#### INSTRUCTIONS FOR THE TASK:
Rewrite the records below, replacing "dot" with "mark" and keeping everything else the same. Leave out the pictures.

#### DATA LISTING:
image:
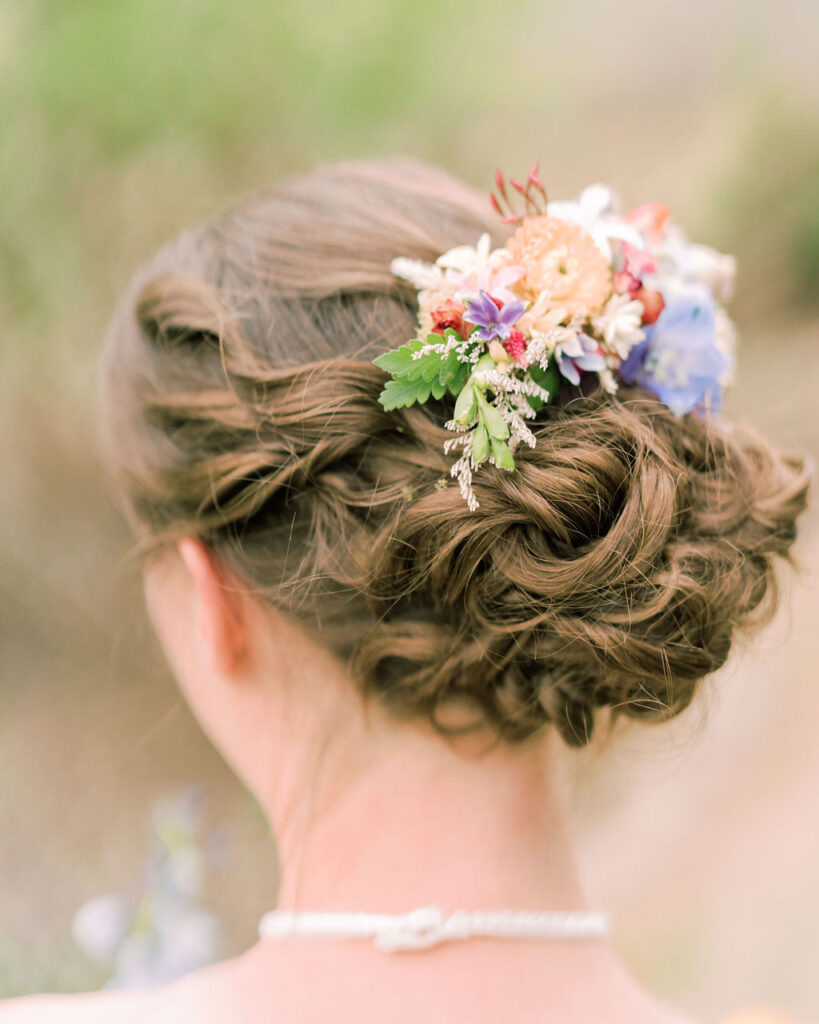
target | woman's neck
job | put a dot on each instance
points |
(393, 818)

#### ANSWER TO THE TASK:
image:
target | woman's neck
job | put a mark on each instance
points |
(393, 818)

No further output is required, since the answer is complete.